Selected excerpt:
+-------+
Multicenter evaluation of the Selux Next-Generation Phenotyping antimicrobial susceptibility testing system
Kristin Baker, Kelly Flentie, Benjamin R. Spears, Sergey Mozharov, Kristen Roberts, Asmae El ganbour, Mark John Somers, John Calkwood, Jamie Liu, Kayla DaPonte, Nikitha Sam, Gurleen Kaur, Felicia Chen, J B Donato, Alan Chao, A. J. Lewis, Jingzi Sherman, Karen Mortimer, Amanda Harrington, Maria M. Traczewski, Darcie Carpenter, Dee Shortridge, Jill Lindley, Alexander Diep, Emmet Norton, M Green, Joe Gajewski, Rebecca Landrith, Fatuma Nalubega, Justin McCallum, Melissa Beiswenger, Brittany A. Dolan, Kathleen Brennan, Afton Carpenter, Aleksandar Vacic, Alec N. Flyer, Virginia Pierce, David C. Hooper, James S. Lewis, Eric J. Stern
Abstract
The Selux Next-Generation Phenotyping (NGP) system (Charlestown, MA) is a new antimicrobial susceptibility testing system that utilizes two sequential assays performed on all wells of doubling dilution series to determine MICs. A multicenter evaluation of the performance of the Selux NGP system compared with reference broth microdilution was conducted following FDA recommendations and using FDA-defined breakpoints. A total of 2,488 clinical and challenge isolates were included; gram-negative isolates were tested against 24 antimicrobials, and gram-positive isolates were tested against 15 antimicrobials. Data is provided for all organism-antimicrobial combinations evaluated, including those that did and did not meet FDA performance requirements. Overall very major error and major error rates were less than 1% (31/3,805 and 107/15,606, respectively), essential agreement and categorical agreement were >95%, reproducibility was ≥95%, and the average time-to-result (from time of assay start to time of MIC result) was 5.65 hours.
+-------+
Brief:
Do these statements agree with the abstract on the Selux NGP system? (a) Gram-positive isolates were tested against 24 antimicrobials. (b) The system's performance was compared with reference broth microdilution. (c) Reproducibility was below 90%. Answer yes or no for each, quoting the deciding words. The data is not needed.

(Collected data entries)
+-------+
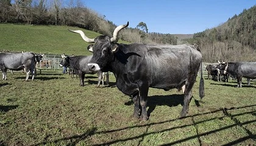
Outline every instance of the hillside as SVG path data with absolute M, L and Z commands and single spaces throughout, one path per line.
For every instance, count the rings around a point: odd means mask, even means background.
M 201 44 L 205 61 L 256 61 L 256 5 L 190 41 Z
M 95 38 L 99 33 L 80 29 L 89 38 Z M 87 50 L 88 43 L 80 35 L 71 33 L 65 26 L 16 25 L 0 24 L 0 52 L 34 52 L 47 54 L 75 55 L 92 55 Z M 119 40 L 119 43 L 127 43 Z

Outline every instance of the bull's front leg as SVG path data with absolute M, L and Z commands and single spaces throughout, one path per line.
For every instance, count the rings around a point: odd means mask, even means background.
M 2 71 L 2 80 L 6 80 L 7 79 L 6 77 L 6 74 L 7 73 L 7 69 L 2 68 L 1 71 Z
M 136 95 L 132 99 L 132 101 L 134 103 L 134 112 L 133 116 L 137 119 L 140 118 L 140 97 L 138 95 Z
M 85 79 L 85 74 L 79 74 L 78 75 L 80 78 L 80 86 L 84 86 L 84 79 Z
M 148 119 L 147 113 L 148 94 L 149 91 L 148 86 L 141 86 L 140 88 L 140 103 L 141 106 L 141 115 L 140 119 L 146 120 Z
M 237 88 L 242 88 L 242 77 L 236 77 L 237 79 Z
M 109 86 L 109 74 L 108 74 L 108 72 L 105 72 L 105 78 L 106 78 L 106 86 Z
M 101 71 L 99 71 L 97 72 L 97 74 L 98 74 L 98 83 L 96 87 L 99 88 L 99 85 L 101 85 L 101 79 L 102 78 L 102 72 Z

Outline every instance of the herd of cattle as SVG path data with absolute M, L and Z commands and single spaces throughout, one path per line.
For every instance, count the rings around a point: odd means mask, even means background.
M 149 88 L 165 91 L 172 88 L 182 90 L 184 104 L 180 116 L 185 116 L 192 97 L 191 89 L 200 68 L 199 96 L 201 99 L 204 96 L 202 57 L 198 46 L 117 43 L 119 32 L 128 25 L 127 22 L 126 24 L 117 27 L 112 37 L 100 35 L 95 38 L 89 38 L 81 30 L 69 30 L 80 34 L 86 42 L 94 43 L 88 46 L 88 50 L 93 52 L 93 55 L 68 57 L 63 54 L 60 66 L 73 69 L 80 78 L 80 86 L 84 85 L 85 74 L 97 73 L 99 77 L 97 86 L 99 86 L 104 77 L 102 74 L 107 75 L 108 82 L 107 72 L 113 72 L 118 89 L 132 97 L 133 116 L 142 120 L 148 119 L 146 107 Z M 26 80 L 28 80 L 30 73 L 34 80 L 35 63 L 41 60 L 42 57 L 43 55 L 32 52 L 1 53 L 0 68 L 2 79 L 7 79 L 9 69 L 24 69 L 27 74 Z M 218 81 L 221 79 L 221 77 L 224 77 L 226 82 L 229 75 L 236 78 L 238 87 L 241 87 L 242 77 L 256 78 L 256 62 L 219 63 L 216 66 L 208 66 L 207 69 L 208 77 L 212 75 Z
M 228 82 L 229 77 L 236 78 L 237 87 L 242 87 L 242 78 L 247 78 L 247 85 L 250 80 L 256 78 L 256 62 L 219 62 L 217 65 L 210 64 L 206 66 L 208 79 L 212 75 L 212 79 L 218 82 Z

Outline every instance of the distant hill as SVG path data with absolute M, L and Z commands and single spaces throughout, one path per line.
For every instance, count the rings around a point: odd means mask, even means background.
M 193 38 L 194 34 L 173 34 L 178 40 Z
M 256 61 L 256 5 L 226 23 L 194 34 L 205 61 Z

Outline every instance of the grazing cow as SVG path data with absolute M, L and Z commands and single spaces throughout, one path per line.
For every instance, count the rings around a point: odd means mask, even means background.
M 95 43 L 88 47 L 93 56 L 88 64 L 90 70 L 112 72 L 116 86 L 124 94 L 132 96 L 135 104 L 133 116 L 141 120 L 148 119 L 146 108 L 149 88 L 182 89 L 184 104 L 181 117 L 188 111 L 192 97 L 191 89 L 200 65 L 202 55 L 195 46 L 189 44 L 160 45 L 144 44 L 119 44 L 118 32 L 127 27 L 117 27 L 113 36 L 101 35 L 88 38 L 81 30 L 70 30 L 79 33 L 87 43 Z M 201 65 L 202 68 L 202 65 Z M 204 96 L 204 80 L 201 72 L 200 97 Z
M 212 75 L 212 80 L 221 81 L 219 69 L 216 68 L 216 65 L 208 65 L 206 66 L 205 70 L 207 71 L 208 80 L 210 78 L 210 75 Z
M 102 78 L 102 72 L 101 71 L 92 71 L 89 70 L 88 63 L 91 59 L 93 55 L 90 56 L 74 56 L 68 57 L 64 54 L 62 55 L 62 60 L 60 61 L 60 66 L 70 66 L 74 69 L 74 71 L 78 75 L 80 78 L 80 86 L 84 86 L 84 78 L 85 74 L 94 74 L 97 73 L 98 77 L 98 82 L 96 87 L 99 87 Z M 108 79 L 107 79 L 108 80 Z M 107 85 L 108 83 L 107 83 Z M 104 85 L 103 85 L 104 86 Z
M 242 78 L 256 78 L 256 62 L 224 63 L 219 66 L 224 73 L 229 72 L 232 77 L 236 78 L 237 87 L 242 87 Z
M 27 74 L 26 80 L 29 79 L 30 72 L 32 74 L 32 80 L 34 80 L 36 58 L 36 55 L 32 52 L 0 53 L 0 68 L 2 72 L 2 79 L 7 79 L 7 69 L 13 71 L 24 69 Z

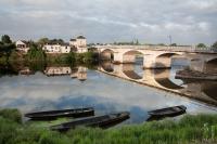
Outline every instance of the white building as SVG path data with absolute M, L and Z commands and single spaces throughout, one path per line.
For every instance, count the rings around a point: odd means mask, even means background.
M 24 41 L 24 40 L 16 41 L 16 50 L 23 51 L 23 52 L 28 52 L 29 43 L 27 41 Z
M 47 76 L 62 76 L 69 75 L 71 73 L 71 67 L 47 67 L 44 70 Z
M 44 44 L 42 50 L 46 53 L 69 53 L 71 47 L 67 44 Z
M 76 52 L 84 53 L 88 52 L 87 39 L 84 36 L 78 36 L 76 39 L 71 39 L 69 45 L 76 49 Z

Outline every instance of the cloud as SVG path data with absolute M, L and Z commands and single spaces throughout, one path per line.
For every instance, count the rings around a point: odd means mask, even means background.
M 217 38 L 216 0 L 1 0 L 0 35 L 14 40 L 40 37 L 89 42 L 213 43 Z M 37 29 L 37 30 L 36 30 Z

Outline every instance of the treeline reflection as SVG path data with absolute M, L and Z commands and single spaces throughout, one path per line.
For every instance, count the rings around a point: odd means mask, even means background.
M 137 83 L 158 88 L 165 91 L 182 94 L 183 96 L 217 106 L 217 81 L 199 81 L 175 79 L 176 69 L 142 69 L 133 64 L 113 65 L 110 62 L 98 66 L 90 66 L 101 73 L 130 80 Z M 44 65 L 40 63 L 31 65 L 0 65 L 0 77 L 35 75 L 37 71 L 48 77 L 68 76 L 72 79 L 85 81 L 88 79 L 87 66 Z M 138 70 L 139 69 L 139 70 Z

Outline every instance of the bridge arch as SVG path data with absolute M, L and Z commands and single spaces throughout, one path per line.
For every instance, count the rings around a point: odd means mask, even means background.
M 101 67 L 106 73 L 114 73 L 114 65 L 111 62 L 102 62 Z
M 114 51 L 112 49 L 104 49 L 103 51 L 101 51 L 100 53 L 100 58 L 103 61 L 113 61 L 114 60 Z
M 135 63 L 136 57 L 142 57 L 143 58 L 144 53 L 139 50 L 129 50 L 125 53 L 123 53 L 123 63 Z
M 175 55 L 181 55 L 176 52 L 166 52 L 156 56 L 155 58 L 155 67 L 156 68 L 170 68 L 171 67 L 171 58 Z
M 133 80 L 142 79 L 142 76 L 140 76 L 139 74 L 137 74 L 135 71 L 135 65 L 133 64 L 123 64 L 122 71 L 127 78 L 130 78 L 130 79 L 133 79 Z
M 183 87 L 175 83 L 169 79 L 170 70 L 169 69 L 154 69 L 154 80 L 163 88 L 171 90 L 180 90 Z
M 204 70 L 205 73 L 217 74 L 217 57 L 206 61 Z

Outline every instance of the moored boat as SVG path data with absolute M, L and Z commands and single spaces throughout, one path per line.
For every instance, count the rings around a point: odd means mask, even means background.
M 162 109 L 156 109 L 156 110 L 151 110 L 148 112 L 148 114 L 151 116 L 148 121 L 151 120 L 158 120 L 165 117 L 175 117 L 179 116 L 186 113 L 187 107 L 183 105 L 179 106 L 173 106 L 173 107 L 167 107 L 167 108 L 162 108 Z
M 52 120 L 62 117 L 88 117 L 94 116 L 94 109 L 92 107 L 87 108 L 75 108 L 75 109 L 61 109 L 61 110 L 48 110 L 48 112 L 37 112 L 28 113 L 24 115 L 33 120 Z
M 122 121 L 128 119 L 129 117 L 130 114 L 128 112 L 108 114 L 108 115 L 84 118 L 79 120 L 73 120 L 69 122 L 52 126 L 51 130 L 58 130 L 63 132 L 69 129 L 74 129 L 78 126 L 108 128 L 117 123 L 120 123 Z

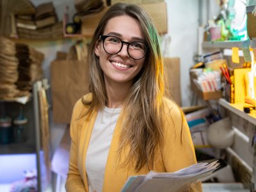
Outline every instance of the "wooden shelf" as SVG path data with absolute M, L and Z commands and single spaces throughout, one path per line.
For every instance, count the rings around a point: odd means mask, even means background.
M 0 154 L 33 154 L 35 145 L 26 143 L 0 144 Z
M 23 96 L 20 97 L 15 98 L 8 98 L 6 99 L 0 99 L 0 102 L 17 102 L 19 103 L 21 103 L 22 104 L 25 104 L 28 103 L 31 99 L 31 95 Z
M 245 113 L 243 111 L 243 103 L 236 103 L 230 104 L 224 99 L 220 99 L 219 100 L 219 104 L 228 109 L 229 111 L 236 113 L 238 116 L 251 122 L 253 125 L 256 125 L 256 111 L 253 110 L 250 113 Z

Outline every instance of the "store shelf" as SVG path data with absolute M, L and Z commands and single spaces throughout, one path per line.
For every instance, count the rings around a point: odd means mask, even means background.
M 22 104 L 25 104 L 30 100 L 31 97 L 31 94 L 26 96 L 22 96 L 15 98 L 8 98 L 6 99 L 0 99 L 0 102 L 17 102 L 19 103 L 21 103 Z
M 234 47 L 243 48 L 246 47 L 246 43 L 248 43 L 246 41 L 204 42 L 202 43 L 202 47 L 204 48 L 218 49 L 231 49 Z M 253 44 L 255 45 L 255 42 L 250 41 L 250 44 L 252 47 L 254 47 Z
M 0 154 L 33 154 L 35 153 L 35 147 L 26 143 L 9 143 L 0 145 Z
M 230 104 L 224 99 L 220 99 L 219 100 L 219 104 L 253 125 L 256 125 L 256 111 L 253 110 L 251 113 L 245 113 L 243 111 L 243 103 Z

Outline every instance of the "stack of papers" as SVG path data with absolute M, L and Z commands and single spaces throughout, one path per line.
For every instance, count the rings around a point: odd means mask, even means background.
M 122 192 L 183 191 L 212 173 L 219 165 L 218 161 L 200 163 L 173 173 L 150 172 L 146 175 L 132 176 L 128 179 Z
+-------+
Solved exercise:
(a) No: "gram-positive isolates were tested against 15 antimicrobials"
(b) Yes: "compared with reference broth microdilution"
(c) No: "reproducibility was ≥95%"